━━ EXCERPTED PASSAGE ━━

A word has unfortunately entered the lexicon, one that I did not introduce but picked up on and used. A fellow blogger asked if anyone was ever cured by psycho-therapy. He was not, in my opinion, asking about those who are schizo, bi-polar, suicidal, etc. He was asking, in my opinion, about those of us struggling with sexual identity, marriages, and other issues of a life.
I then used the word –Cure – in one of my comments. I used it and I live and die by “what has been read cannot be unread”. As tempting as it is, I have not deleted it. I will however apologize for it and comment on it.
I lay in bed last night considering the horror of what I had written, long before waking to much deserved criticism from Dane.
I do not believe in cures because I do not believe I am sick. I have issues to address. Brian has phrased it as matters of reconciliation, not suppression. Those thoughts deserve their own posting.
I have spent the past four months getting to a point of accepting I am bi-sexual. I have spent the past forty years being bi-sexual, even if I did not always realize it and was frequently unaware of it. (I considered last night my first inkling of being bi and will talk about that in a separate post - it was a long, long time ago).

━━━
━━ SUPPLIED RECORDS ━━

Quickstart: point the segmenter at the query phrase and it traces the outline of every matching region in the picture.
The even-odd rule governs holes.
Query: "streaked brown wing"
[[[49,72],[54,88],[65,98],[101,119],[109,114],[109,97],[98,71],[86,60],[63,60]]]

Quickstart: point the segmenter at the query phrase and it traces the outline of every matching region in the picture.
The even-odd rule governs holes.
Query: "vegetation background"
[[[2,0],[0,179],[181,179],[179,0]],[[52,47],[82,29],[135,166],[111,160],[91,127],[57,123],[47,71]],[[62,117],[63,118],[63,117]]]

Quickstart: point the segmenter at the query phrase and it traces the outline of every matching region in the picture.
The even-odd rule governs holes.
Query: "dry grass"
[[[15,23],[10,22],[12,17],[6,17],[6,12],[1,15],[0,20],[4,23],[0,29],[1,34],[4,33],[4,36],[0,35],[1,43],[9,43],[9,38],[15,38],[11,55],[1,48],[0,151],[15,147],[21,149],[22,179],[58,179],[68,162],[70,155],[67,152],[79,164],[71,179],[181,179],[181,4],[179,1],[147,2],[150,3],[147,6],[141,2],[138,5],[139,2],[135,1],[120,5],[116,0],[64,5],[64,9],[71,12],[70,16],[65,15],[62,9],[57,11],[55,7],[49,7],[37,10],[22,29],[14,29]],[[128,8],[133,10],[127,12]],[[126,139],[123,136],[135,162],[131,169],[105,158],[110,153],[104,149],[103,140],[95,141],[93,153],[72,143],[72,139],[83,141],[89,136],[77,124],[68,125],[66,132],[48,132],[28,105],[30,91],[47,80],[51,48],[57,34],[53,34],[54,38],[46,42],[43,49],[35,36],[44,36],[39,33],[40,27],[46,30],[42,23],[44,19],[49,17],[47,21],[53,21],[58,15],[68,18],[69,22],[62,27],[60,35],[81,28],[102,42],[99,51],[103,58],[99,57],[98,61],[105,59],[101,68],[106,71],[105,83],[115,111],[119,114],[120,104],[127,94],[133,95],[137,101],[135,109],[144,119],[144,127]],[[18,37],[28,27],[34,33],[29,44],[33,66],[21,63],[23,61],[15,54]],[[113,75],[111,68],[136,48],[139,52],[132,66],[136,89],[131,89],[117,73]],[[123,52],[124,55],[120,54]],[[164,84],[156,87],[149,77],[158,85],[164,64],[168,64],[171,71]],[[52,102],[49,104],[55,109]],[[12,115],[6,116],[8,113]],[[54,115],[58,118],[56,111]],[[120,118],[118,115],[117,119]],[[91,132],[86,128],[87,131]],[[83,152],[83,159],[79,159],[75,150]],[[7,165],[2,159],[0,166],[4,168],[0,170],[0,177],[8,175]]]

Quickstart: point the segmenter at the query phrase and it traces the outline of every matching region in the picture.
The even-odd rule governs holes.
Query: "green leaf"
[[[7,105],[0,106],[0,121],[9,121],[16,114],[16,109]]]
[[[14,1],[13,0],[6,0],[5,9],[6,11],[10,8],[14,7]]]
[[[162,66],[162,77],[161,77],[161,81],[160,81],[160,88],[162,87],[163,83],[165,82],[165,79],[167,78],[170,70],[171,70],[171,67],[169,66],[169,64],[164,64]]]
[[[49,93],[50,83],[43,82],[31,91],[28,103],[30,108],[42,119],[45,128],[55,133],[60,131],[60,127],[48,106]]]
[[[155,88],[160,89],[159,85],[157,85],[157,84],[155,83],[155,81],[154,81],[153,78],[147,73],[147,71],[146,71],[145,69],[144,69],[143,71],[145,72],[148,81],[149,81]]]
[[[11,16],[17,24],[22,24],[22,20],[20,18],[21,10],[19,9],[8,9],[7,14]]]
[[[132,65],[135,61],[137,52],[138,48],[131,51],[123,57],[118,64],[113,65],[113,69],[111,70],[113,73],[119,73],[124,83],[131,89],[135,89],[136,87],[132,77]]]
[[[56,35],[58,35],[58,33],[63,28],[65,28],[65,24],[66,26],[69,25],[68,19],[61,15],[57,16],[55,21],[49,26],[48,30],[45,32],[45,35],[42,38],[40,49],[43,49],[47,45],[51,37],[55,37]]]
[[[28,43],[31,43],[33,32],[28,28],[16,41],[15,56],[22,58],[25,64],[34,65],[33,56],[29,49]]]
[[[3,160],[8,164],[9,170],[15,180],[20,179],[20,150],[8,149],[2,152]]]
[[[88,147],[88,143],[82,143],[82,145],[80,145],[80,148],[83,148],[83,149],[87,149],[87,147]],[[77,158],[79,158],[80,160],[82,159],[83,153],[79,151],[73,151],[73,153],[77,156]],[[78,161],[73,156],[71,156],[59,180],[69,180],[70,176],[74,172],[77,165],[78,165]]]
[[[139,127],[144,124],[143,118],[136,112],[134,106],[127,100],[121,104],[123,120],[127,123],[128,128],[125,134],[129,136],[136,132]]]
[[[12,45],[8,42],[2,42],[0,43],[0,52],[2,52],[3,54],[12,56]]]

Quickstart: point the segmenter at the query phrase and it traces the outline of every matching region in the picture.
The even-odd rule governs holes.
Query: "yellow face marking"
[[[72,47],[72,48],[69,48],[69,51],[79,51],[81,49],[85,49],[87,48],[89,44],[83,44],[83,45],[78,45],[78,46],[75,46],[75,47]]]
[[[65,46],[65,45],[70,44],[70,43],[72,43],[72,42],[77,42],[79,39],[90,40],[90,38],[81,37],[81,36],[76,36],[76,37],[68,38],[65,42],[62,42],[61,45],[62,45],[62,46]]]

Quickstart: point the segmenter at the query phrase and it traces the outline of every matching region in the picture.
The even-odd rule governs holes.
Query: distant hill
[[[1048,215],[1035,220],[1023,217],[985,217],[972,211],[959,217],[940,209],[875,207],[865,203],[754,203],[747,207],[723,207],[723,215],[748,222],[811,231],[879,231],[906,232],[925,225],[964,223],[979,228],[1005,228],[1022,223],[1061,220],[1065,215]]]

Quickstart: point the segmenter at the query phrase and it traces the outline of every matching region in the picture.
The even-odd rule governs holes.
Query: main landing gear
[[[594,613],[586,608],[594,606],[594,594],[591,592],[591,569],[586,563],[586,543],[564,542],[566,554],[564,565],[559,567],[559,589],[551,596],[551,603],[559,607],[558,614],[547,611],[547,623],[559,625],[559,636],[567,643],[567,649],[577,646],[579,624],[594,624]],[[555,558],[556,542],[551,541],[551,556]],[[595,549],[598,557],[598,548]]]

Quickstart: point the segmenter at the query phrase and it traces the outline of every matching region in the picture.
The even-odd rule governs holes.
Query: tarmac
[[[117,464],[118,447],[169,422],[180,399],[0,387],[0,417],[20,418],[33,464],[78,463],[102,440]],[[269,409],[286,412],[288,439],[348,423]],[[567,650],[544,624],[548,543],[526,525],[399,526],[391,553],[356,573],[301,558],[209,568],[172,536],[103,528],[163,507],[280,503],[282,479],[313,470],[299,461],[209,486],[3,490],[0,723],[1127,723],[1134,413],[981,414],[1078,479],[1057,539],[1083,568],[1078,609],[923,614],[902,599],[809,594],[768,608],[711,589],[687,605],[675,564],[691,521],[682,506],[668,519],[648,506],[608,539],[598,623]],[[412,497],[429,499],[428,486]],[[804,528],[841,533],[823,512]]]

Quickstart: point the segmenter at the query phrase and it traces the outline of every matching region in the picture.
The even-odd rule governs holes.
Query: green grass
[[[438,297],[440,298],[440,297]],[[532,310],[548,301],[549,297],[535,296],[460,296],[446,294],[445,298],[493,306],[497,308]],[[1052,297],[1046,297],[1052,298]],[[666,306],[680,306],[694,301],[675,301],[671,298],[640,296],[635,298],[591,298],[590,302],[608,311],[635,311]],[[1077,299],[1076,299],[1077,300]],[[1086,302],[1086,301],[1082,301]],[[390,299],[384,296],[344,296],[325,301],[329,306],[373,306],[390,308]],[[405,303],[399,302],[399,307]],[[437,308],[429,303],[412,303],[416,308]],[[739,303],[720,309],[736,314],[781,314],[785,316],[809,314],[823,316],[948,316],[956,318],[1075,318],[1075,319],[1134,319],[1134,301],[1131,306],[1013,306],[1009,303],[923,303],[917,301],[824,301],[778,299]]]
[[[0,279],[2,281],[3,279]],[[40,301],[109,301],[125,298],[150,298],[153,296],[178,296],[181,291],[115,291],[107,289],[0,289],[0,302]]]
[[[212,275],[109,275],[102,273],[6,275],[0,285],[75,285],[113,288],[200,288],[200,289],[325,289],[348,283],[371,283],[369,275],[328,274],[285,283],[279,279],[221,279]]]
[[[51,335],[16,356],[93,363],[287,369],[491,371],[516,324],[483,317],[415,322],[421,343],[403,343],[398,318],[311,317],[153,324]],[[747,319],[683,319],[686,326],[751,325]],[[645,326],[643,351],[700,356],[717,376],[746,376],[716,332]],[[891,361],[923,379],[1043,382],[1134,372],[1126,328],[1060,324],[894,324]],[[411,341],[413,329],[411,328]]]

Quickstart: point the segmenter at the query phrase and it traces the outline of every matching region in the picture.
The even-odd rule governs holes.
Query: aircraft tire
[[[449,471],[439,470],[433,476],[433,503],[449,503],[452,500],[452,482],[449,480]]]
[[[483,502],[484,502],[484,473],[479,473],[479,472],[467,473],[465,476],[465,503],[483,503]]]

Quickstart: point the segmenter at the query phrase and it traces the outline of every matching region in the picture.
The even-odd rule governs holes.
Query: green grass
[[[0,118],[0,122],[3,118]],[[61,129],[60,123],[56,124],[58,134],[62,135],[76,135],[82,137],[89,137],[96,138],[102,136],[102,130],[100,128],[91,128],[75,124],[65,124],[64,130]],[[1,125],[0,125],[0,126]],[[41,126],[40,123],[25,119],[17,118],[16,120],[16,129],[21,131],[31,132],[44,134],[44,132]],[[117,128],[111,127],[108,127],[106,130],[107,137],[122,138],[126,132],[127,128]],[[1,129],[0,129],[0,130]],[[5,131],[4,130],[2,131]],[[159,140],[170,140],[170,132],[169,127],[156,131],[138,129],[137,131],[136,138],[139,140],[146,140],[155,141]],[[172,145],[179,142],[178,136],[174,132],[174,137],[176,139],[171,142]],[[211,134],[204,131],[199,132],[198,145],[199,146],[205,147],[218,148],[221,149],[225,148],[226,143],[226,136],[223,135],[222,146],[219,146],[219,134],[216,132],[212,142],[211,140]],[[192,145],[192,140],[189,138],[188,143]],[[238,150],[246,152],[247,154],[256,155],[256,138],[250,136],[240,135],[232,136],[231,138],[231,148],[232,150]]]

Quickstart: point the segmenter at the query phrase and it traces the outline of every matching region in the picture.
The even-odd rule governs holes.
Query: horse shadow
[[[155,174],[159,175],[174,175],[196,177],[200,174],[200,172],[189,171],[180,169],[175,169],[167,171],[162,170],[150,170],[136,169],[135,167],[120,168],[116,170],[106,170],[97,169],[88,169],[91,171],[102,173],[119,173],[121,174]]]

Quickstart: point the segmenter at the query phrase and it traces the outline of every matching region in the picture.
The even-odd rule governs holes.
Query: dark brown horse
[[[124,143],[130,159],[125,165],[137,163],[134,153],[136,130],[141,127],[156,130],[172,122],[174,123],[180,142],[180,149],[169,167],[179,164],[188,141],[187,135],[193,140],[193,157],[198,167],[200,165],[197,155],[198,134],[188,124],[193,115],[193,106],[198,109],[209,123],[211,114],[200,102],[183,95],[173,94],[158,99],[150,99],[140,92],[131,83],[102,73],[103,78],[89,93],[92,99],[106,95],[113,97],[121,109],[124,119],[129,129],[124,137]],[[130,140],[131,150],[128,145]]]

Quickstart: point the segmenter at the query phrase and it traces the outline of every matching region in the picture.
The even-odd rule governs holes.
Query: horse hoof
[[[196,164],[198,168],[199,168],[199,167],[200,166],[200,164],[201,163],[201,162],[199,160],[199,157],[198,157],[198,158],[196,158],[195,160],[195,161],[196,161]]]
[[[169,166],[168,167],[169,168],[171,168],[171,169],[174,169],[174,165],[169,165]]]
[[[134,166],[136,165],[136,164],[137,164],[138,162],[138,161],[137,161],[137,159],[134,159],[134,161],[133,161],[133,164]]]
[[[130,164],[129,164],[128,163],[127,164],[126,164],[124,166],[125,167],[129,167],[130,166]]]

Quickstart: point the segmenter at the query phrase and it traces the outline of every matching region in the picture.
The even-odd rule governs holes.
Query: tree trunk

━━━

EXERCISE DIRECTIONS
Resume the blog post on the word "cure" and coming to accept being bisexual, writing on from its last sentence.

RESULT FOR THIS EXERCISE
I am ashamed of cheating on my wife. I am not ashamed of being bi – it does not have that form of emotional content. I am also 5” 11”. Certain things are.
Whether I go to my grave never having sex with a man again or find myself on my knees giving a bj tomorrow, I will be bi for the rest of my life.
I posted the following comment on Dane’s blog a few minutes ago. It is my apology to him and I offer it up to all.
Last night I was awake from 2 to 4 AM thinking of many things, but primarily a comment I made on one of my posts. I had that feeling one gets in life of realizing a mistake and figuring I would correct it in the morning.
I am the blogger you refer to - I appreciate you kindness in not mentioning me by name, but I have always believed in personal responsibility.
I am about to write a post on the subject - I ask that you go to my blog and read it - but the bottom line is that my choice of words and the implications of them was not acceptable to one who chooses his words as carefully as I tend to.
I considered deleting my comment, but it is part of my struggle - as distasteful as it was to me and I am sure even more so to others.
I was going to send you a direct apology before I saw this post (along with a song as liquidated damages) but I have no e-mail for you. I then decided I was going to attach this to whatever your last post was - I did not realize that it would be me.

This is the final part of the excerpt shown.